OBJECTIVE. Copy the lines of the data below verbatim. Begin at the line containing "the snow-covered roof" and stop after the line containing "column 230, row 701", including both of those lines.

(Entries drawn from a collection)
::::::::::

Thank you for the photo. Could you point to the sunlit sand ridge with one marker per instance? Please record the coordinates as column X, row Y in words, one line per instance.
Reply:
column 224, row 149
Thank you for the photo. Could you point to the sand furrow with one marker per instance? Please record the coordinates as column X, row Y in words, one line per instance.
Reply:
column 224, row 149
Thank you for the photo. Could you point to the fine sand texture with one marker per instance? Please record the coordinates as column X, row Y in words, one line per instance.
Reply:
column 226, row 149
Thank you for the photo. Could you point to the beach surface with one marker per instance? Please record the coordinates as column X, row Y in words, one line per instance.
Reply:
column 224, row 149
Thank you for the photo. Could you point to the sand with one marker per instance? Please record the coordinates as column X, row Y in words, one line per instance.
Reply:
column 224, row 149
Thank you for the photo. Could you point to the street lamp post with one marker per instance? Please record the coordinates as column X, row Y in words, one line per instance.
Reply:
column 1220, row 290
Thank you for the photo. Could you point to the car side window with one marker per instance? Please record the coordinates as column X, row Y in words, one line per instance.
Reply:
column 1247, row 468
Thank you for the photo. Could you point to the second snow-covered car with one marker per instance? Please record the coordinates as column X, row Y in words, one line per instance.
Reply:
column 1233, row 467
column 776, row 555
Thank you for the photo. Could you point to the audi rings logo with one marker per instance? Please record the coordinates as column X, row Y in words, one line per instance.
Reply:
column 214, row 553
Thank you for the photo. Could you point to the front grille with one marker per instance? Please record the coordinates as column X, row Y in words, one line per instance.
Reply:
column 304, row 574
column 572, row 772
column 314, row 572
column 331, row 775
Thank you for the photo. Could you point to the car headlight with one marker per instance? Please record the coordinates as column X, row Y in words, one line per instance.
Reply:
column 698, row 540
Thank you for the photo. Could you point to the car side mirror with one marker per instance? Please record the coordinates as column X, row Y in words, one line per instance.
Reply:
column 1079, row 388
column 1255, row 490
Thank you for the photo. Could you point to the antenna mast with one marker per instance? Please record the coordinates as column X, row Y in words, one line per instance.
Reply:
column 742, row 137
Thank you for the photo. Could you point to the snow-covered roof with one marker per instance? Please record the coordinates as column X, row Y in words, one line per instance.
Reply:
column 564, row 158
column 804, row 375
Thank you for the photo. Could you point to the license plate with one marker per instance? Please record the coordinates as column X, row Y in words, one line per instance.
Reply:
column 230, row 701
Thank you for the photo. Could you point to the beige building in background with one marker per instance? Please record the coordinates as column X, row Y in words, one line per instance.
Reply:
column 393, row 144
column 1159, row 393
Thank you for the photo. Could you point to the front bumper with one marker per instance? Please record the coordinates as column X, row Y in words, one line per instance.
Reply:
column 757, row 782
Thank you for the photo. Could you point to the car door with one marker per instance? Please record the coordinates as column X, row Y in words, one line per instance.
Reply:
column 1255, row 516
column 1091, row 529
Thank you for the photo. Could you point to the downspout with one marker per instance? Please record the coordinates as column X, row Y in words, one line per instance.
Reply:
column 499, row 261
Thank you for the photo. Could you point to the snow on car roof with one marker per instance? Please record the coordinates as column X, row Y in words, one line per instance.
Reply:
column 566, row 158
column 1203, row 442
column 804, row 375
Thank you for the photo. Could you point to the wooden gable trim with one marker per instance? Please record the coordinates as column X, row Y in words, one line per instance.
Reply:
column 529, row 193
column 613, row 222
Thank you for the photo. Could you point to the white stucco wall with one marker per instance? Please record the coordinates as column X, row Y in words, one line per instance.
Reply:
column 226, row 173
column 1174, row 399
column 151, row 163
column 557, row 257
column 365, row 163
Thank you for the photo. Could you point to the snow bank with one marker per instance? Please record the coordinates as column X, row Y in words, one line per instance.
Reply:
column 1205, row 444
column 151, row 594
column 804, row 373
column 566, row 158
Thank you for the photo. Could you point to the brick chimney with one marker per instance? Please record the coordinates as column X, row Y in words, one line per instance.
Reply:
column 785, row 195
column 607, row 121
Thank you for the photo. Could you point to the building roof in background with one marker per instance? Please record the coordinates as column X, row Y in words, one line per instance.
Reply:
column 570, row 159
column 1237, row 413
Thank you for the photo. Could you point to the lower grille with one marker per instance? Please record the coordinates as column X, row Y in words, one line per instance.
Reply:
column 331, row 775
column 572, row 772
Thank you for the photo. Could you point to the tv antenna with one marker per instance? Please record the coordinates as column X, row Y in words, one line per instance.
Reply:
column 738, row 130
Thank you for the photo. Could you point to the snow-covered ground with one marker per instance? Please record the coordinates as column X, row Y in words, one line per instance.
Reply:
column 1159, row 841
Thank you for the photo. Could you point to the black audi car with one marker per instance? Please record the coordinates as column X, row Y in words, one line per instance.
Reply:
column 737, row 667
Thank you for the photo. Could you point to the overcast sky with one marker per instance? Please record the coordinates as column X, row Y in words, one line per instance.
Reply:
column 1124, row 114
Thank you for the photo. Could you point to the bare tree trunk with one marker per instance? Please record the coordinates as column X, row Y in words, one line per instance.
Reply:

::::::::::

EXERCISE OUTPUT.
Thank you for the photo. Could you point to the snow-covered roof with one marker per instance? Please record the coordinates as column X, row Y in words, one line per instance.
Reply:
column 564, row 158
column 804, row 375
Thank you for the photo. Could you point to the license plate with one marker per instance? Please record the coordinates as column X, row Y in words, one line per instance.
Reply:
column 230, row 701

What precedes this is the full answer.